Request a |
From the article on selling music lessons, list every section heading that appears after the title.

################

Why Selling Music Lessons Isn’t Just About Making the Sale | Ep 179

August 22, 2022

With any sales call I conduct, there are a few things that I want the prospect to walk away from the call. First of all, I want them to enjoy the conversation. I want them to feel like they can trust me, that they liked me. With every call, I want them to walk away feeling like I’ve given them a new perspective or shared some new insights on music lessons.

 

 

A successful sales call for me would be a prospective parent getting off and thinking, “Wow, I really liked that guy. And I’ve never thought about music lessons quite like that before.”

 

 

Making a Connection with a Light Banter

One thing I always do when conducting a sales call is to engage in a minute or two with some kind of easy banter, just trying to break the ice with the person calling. Humor is a great way to break the ice, but be careful because you don’t want it to fall flat or you potentially run the risk of it not landing with the person. The opening minute or two is an opportunity for them to get a sense of your personality and make a simple connection.

 

 

The parent doesn’t necessarily want to hear all the ways that music help kids. They want to hear how it specifically helps their child or how it helps them in areas that the parent is most concerned about.

 

 

Becoming More Personal by Using Your Customer’s Name

I always ask the parent right off the bat what their name is. I asked them what their child’s name and age is. Throughout the call, I will periodically insert the child’s name into a sentence when we’re going to paint a picture of the future.

 

Saying the child’s name too much would feel a little too forced and salesy. I always say the parent’s name at the end. “Well, Ava, it was great talking with you. I really enjoyed learning a bit about your child and her love of music.”

 

 

Inviting Your Customers to Reveal Their Desires

Once I’ve established the parent’s name, the child’s name, and the child’s age and we’ve had a minute of just breaking the ice, I always open up with a question. “How did you choose the piano as your instrument for your child?” Every time I ask this, I get great information. I then write down these key points. As the parents are saying these key points to me, really what they’re doing is that they’re revealing their desire.

 

 

 A successful sales call isn’t just getting a new student to sign up; it’s getting the parent to leave the call feeling inspired themselves, feeling excited to start lessons, feeling more excited for their child to start lessons than they initially did when they called you.

 

 

Weaving Your Customers’ Language Into Your Sales Pitch

I’m asking myself, “How can I take their language—their hopes, dreams, and fears—and weave it into my sales pitch? How do my piano lessons fulfill that desire? How can I mirror back to the parent their desire through my sales pitch?”

 

The parent doesn’t necessarily want to hear all the ways that music help kids. They want to hear how it specifically helps their child or how it helps them in areas that the parent is most concerned about.

################

Request b |
In the records below, find every line that contains the string "suit" and copy each one.

################

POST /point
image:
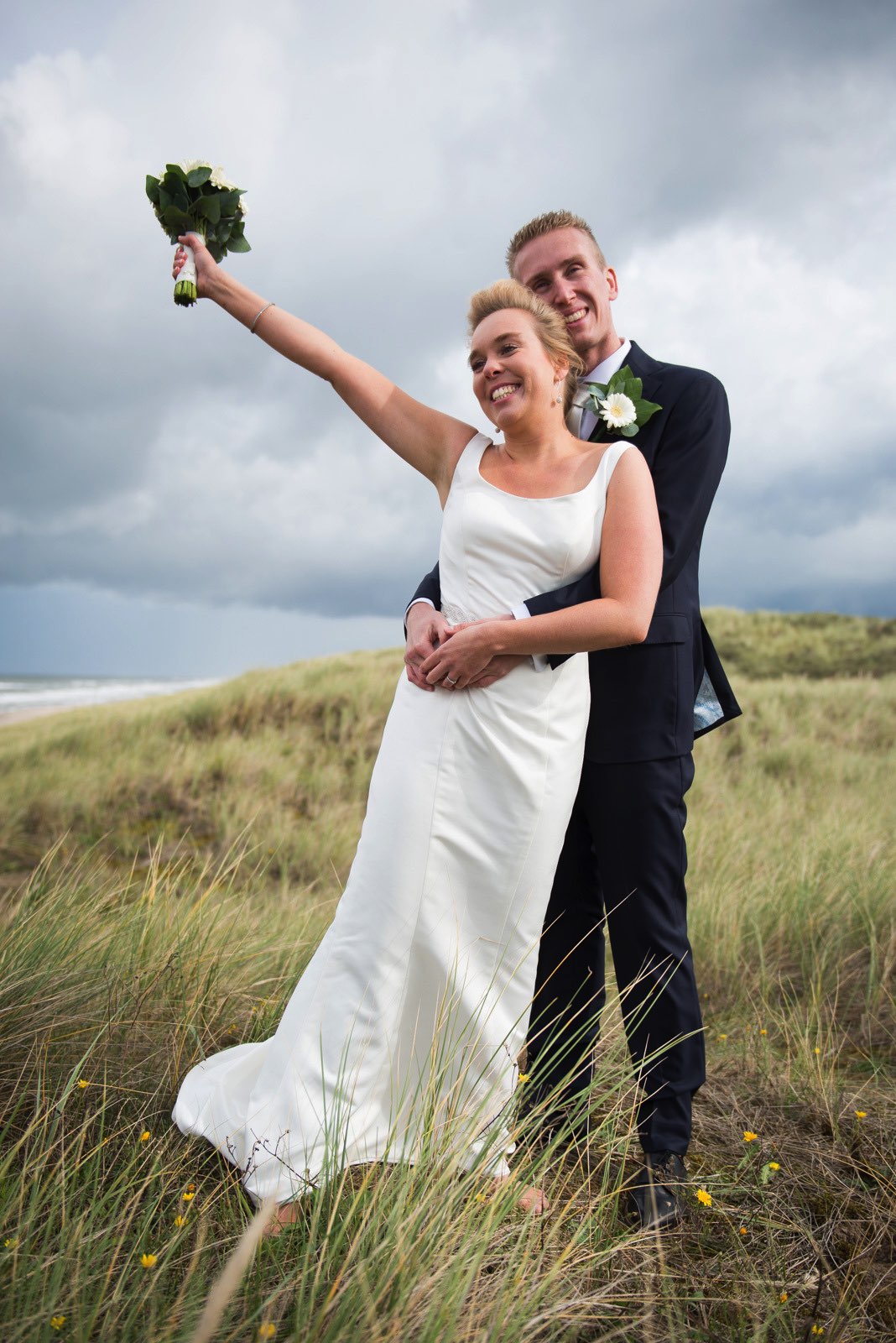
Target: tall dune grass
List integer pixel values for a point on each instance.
(165, 872)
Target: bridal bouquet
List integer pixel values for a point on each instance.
(618, 403)
(196, 198)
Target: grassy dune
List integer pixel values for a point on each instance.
(165, 872)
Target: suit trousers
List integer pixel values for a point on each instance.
(623, 866)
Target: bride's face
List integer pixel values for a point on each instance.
(513, 373)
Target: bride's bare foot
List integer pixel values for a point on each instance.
(284, 1215)
(533, 1199)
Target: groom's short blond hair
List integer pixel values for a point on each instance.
(548, 225)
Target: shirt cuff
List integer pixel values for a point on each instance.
(416, 602)
(539, 661)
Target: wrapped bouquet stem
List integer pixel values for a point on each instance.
(194, 198)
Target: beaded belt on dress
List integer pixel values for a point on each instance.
(456, 614)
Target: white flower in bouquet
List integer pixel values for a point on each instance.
(618, 410)
(620, 403)
(194, 196)
(217, 179)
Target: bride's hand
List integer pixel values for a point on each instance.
(206, 265)
(461, 657)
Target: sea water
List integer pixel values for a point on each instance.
(36, 693)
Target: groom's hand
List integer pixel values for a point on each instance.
(427, 629)
(497, 669)
(466, 657)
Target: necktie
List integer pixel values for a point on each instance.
(575, 416)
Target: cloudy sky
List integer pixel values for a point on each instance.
(174, 500)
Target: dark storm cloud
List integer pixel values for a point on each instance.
(735, 161)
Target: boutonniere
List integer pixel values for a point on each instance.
(618, 403)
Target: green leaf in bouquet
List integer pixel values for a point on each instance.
(174, 192)
(208, 208)
(228, 201)
(199, 176)
(632, 387)
(177, 221)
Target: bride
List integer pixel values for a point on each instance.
(403, 1034)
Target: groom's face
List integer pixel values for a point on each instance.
(564, 269)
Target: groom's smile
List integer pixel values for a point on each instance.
(565, 270)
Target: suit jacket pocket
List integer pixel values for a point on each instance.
(643, 696)
(669, 629)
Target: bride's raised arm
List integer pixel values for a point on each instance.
(425, 438)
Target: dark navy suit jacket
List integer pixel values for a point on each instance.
(649, 700)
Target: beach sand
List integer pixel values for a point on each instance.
(22, 715)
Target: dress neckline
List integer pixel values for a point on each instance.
(541, 499)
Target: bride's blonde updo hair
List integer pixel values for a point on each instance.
(549, 324)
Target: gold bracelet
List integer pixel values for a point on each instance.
(260, 312)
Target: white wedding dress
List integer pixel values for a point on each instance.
(400, 1041)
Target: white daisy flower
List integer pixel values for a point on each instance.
(618, 410)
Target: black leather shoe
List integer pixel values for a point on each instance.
(654, 1193)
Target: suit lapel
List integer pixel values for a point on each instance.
(643, 367)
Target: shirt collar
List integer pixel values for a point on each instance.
(604, 371)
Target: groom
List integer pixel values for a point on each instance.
(624, 856)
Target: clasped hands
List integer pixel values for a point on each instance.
(455, 657)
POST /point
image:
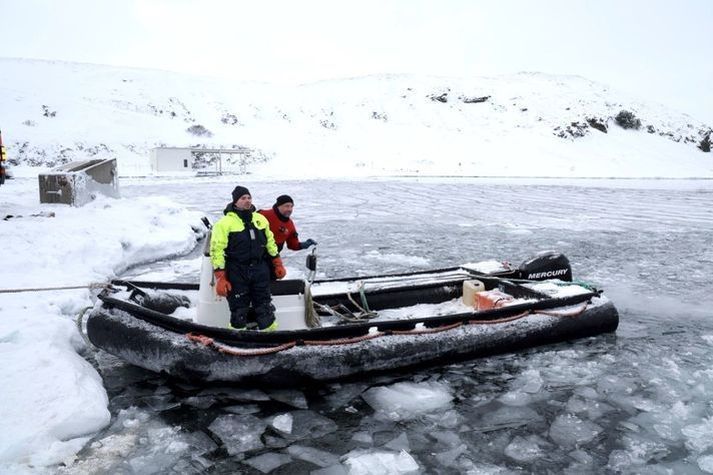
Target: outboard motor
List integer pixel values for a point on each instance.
(546, 265)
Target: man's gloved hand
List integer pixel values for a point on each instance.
(222, 285)
(278, 268)
(308, 243)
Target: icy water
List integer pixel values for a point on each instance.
(638, 401)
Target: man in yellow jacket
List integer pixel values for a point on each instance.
(242, 249)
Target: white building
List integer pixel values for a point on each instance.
(200, 160)
(171, 159)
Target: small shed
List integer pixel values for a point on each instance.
(78, 183)
(171, 159)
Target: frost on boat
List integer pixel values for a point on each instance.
(338, 328)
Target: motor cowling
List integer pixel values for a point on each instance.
(546, 265)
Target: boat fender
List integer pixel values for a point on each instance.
(162, 302)
(490, 299)
(470, 289)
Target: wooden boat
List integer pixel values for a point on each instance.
(338, 328)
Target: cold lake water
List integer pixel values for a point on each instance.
(637, 401)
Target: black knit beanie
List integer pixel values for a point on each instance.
(240, 191)
(282, 199)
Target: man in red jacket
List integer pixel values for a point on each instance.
(282, 225)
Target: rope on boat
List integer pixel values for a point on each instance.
(97, 285)
(567, 314)
(500, 320)
(422, 331)
(210, 342)
(229, 350)
(344, 341)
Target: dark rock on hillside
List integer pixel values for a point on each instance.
(627, 120)
(597, 123)
(475, 100)
(199, 131)
(574, 130)
(705, 143)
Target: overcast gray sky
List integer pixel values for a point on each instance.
(660, 50)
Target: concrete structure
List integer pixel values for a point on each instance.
(78, 183)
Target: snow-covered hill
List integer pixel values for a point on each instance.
(529, 124)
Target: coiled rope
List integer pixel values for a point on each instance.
(96, 285)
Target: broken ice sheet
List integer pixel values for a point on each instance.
(235, 394)
(291, 397)
(268, 462)
(568, 430)
(307, 425)
(523, 449)
(312, 455)
(242, 409)
(239, 433)
(380, 462)
(508, 417)
(405, 400)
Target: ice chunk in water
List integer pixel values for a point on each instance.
(238, 433)
(242, 409)
(283, 423)
(291, 397)
(236, 394)
(705, 463)
(699, 437)
(307, 425)
(380, 462)
(331, 470)
(201, 402)
(508, 416)
(449, 458)
(363, 437)
(343, 394)
(268, 462)
(312, 455)
(403, 401)
(568, 430)
(399, 443)
(523, 450)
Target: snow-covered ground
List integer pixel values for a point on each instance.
(528, 124)
(622, 403)
(633, 402)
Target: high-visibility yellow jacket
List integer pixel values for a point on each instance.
(232, 242)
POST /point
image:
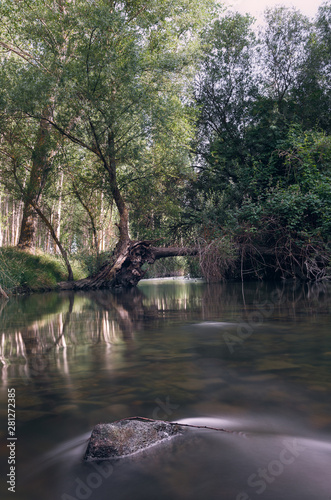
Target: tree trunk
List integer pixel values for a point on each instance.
(36, 183)
(125, 269)
(3, 294)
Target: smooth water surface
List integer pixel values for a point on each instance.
(254, 359)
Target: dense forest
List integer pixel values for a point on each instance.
(131, 131)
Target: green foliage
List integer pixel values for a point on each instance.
(23, 271)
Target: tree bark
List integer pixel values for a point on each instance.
(125, 269)
(3, 294)
(36, 183)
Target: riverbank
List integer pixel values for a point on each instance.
(25, 272)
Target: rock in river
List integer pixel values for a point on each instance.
(128, 436)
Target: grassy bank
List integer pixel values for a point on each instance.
(22, 271)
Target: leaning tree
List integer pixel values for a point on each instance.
(112, 78)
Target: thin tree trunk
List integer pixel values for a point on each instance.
(36, 183)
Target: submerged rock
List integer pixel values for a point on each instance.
(128, 436)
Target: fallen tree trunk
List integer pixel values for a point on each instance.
(124, 270)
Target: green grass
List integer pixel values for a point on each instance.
(24, 271)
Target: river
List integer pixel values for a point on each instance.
(249, 358)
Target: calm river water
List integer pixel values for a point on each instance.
(254, 359)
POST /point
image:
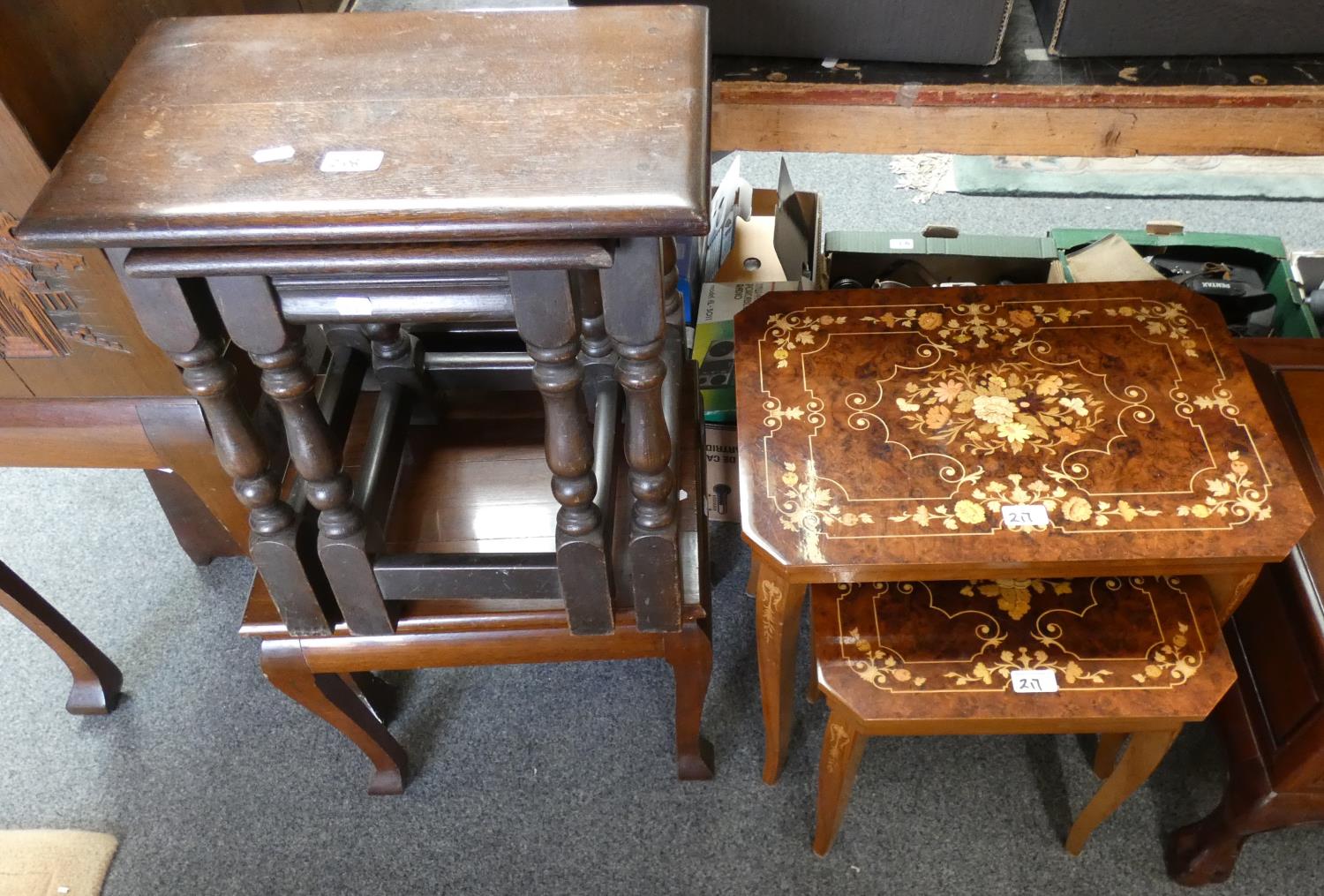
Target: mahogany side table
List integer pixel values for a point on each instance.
(1125, 658)
(1000, 433)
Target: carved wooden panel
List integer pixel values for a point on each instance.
(1122, 646)
(1017, 425)
(37, 317)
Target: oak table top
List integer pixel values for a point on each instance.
(448, 126)
(1040, 431)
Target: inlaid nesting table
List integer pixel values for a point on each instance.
(1003, 434)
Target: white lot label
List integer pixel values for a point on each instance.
(342, 161)
(1034, 681)
(1025, 515)
(352, 306)
(275, 154)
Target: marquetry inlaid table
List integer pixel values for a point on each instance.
(1125, 658)
(1001, 433)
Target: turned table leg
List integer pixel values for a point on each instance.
(164, 309)
(97, 681)
(778, 605)
(844, 745)
(690, 655)
(547, 322)
(252, 315)
(635, 314)
(1141, 757)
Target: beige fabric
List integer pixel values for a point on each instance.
(55, 863)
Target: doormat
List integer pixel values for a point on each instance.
(55, 863)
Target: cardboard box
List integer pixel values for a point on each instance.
(861, 259)
(967, 32)
(759, 241)
(1178, 26)
(1291, 315)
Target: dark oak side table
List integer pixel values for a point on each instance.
(1273, 720)
(97, 679)
(997, 433)
(470, 204)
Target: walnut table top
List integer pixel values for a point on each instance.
(1046, 431)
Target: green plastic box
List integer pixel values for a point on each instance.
(1268, 254)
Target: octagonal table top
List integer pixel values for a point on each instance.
(948, 433)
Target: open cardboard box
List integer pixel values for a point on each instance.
(759, 241)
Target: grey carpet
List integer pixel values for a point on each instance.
(545, 779)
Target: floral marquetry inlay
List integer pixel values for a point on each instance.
(1001, 407)
(1043, 421)
(913, 638)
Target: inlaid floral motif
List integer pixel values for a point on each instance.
(1234, 495)
(1165, 320)
(1170, 659)
(837, 740)
(775, 413)
(1003, 667)
(808, 508)
(879, 667)
(1001, 407)
(792, 331)
(974, 322)
(773, 599)
(1014, 594)
(989, 499)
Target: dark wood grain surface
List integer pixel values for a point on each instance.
(887, 432)
(486, 132)
(1122, 650)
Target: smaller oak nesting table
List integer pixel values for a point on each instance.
(997, 433)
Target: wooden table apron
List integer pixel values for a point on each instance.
(882, 434)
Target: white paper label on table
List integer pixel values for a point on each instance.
(275, 154)
(354, 306)
(1034, 681)
(1025, 515)
(349, 161)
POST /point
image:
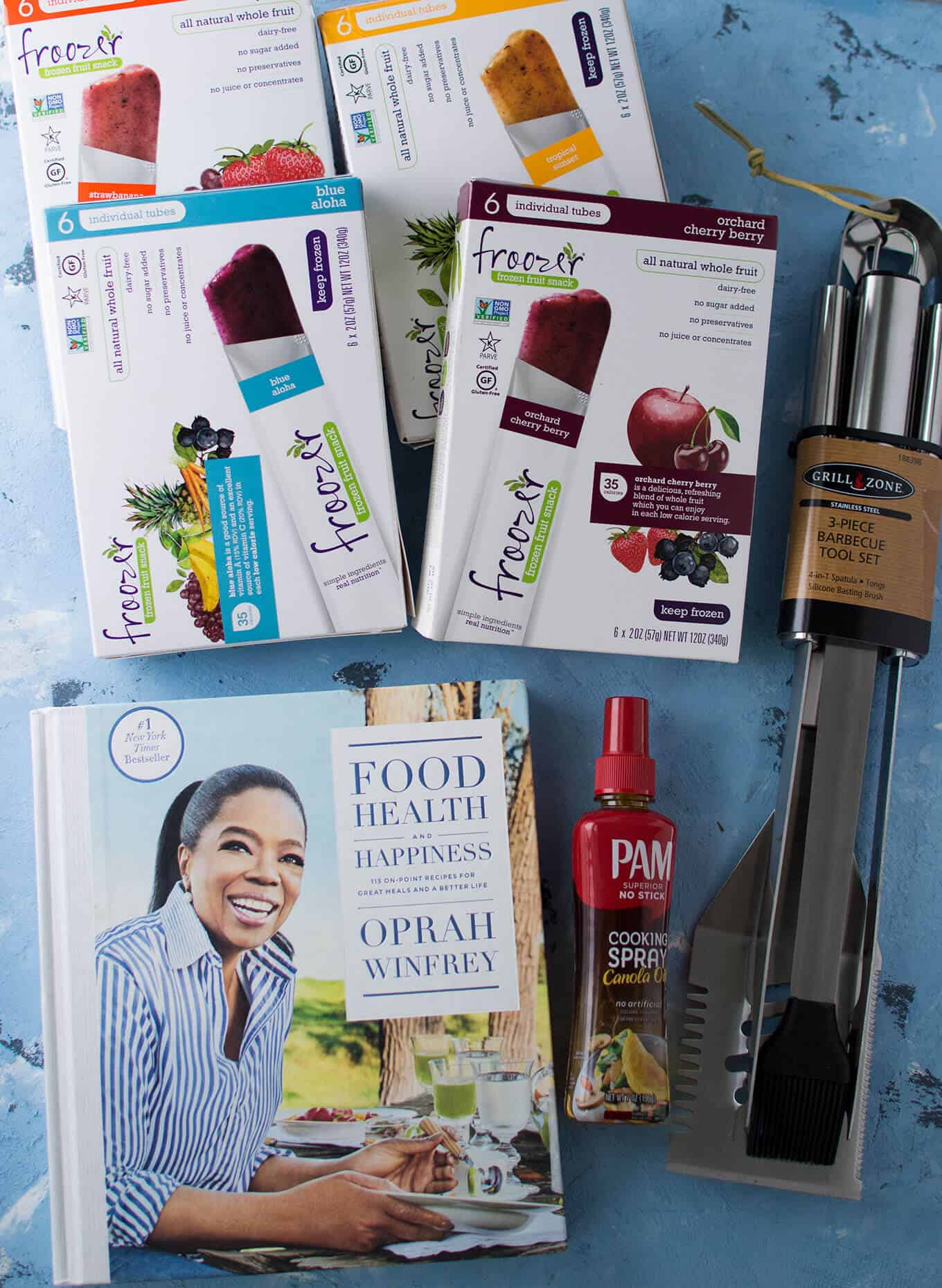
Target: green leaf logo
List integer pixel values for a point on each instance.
(731, 427)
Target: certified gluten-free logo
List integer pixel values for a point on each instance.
(849, 478)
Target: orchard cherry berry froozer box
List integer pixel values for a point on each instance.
(597, 450)
(431, 93)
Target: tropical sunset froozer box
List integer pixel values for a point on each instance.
(323, 1027)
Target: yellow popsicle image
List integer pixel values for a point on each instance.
(545, 124)
(642, 1071)
(526, 82)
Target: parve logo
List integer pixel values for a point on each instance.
(78, 335)
(364, 129)
(852, 479)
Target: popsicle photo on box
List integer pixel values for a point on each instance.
(543, 120)
(272, 359)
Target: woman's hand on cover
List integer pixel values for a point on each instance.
(357, 1214)
(419, 1166)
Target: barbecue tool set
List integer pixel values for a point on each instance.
(774, 1057)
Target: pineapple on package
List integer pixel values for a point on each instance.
(253, 500)
(597, 450)
(431, 93)
(148, 97)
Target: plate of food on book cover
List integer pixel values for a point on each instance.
(326, 1126)
(480, 1214)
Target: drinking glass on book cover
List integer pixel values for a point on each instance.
(506, 1103)
(452, 1091)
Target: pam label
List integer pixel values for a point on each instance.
(852, 479)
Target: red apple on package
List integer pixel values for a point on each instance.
(660, 422)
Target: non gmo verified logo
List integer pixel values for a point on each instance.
(364, 129)
(78, 335)
(851, 479)
(48, 105)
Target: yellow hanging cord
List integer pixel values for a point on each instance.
(757, 164)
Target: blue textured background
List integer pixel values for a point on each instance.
(848, 96)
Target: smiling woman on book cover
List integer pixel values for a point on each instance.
(196, 1003)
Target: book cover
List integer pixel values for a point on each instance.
(305, 1019)
(227, 420)
(157, 96)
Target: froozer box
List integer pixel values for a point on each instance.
(545, 93)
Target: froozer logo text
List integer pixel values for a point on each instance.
(491, 259)
(35, 57)
(851, 479)
(332, 488)
(129, 594)
(642, 864)
(504, 582)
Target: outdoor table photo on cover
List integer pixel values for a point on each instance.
(269, 936)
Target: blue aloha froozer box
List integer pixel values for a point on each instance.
(253, 497)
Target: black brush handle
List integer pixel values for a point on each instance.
(847, 696)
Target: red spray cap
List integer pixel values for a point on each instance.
(624, 765)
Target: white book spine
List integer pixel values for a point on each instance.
(434, 602)
(70, 1006)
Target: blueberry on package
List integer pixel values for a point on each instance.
(227, 422)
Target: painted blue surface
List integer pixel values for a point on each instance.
(851, 94)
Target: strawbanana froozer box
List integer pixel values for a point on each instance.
(227, 422)
(596, 458)
(434, 91)
(159, 96)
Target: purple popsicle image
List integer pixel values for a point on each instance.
(249, 298)
(120, 114)
(565, 337)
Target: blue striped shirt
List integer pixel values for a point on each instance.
(177, 1111)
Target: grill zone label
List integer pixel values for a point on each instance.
(857, 479)
(865, 527)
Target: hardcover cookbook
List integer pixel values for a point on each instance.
(295, 1005)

################

Exercise response a |
Making a Connection with a Light Banter
Becoming More Personal by Using Your Customer's Name
Inviting Your Customers to Reveal Their Desires
Weaving Your Customers' Language Into Your Sales Pitch

Exercise response b |
Target: suit trousers
Target: suit jacket pocket
Target: dark navy suit jacket
Target: suit lapel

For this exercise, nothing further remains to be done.